Problem to work on:
Write out each line from the data below that includes the word "instance".
*** Opening Exercise material ***
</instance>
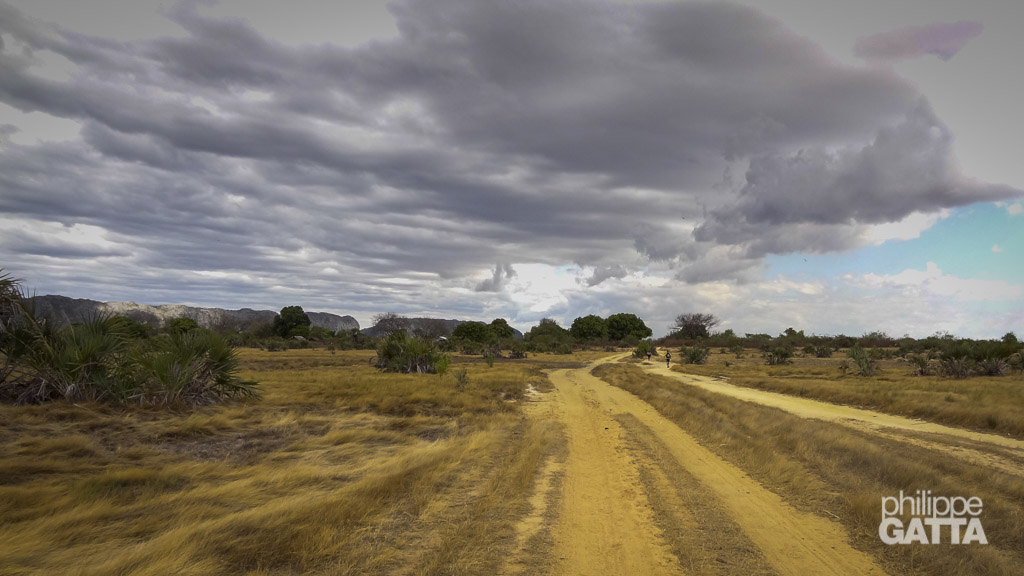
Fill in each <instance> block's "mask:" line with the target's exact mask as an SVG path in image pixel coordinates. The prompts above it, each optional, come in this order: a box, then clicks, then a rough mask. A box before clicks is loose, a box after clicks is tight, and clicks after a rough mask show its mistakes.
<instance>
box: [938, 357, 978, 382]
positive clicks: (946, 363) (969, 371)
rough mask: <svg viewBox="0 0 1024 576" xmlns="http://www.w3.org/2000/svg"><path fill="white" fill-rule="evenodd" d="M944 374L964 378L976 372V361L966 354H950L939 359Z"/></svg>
*** Closing Exercise material ***
Exercise result:
</instance>
Fill in each <instance> block's "mask:" line with the target's exact mask as an SVG path in image pixel coordinates. The prompts above it, each optional, come in this order: a box, then clicks, then a rough mask. A box before clicks is loose, a box after clicks is tight, and clicks after a rough mask show its mistakes.
<instance>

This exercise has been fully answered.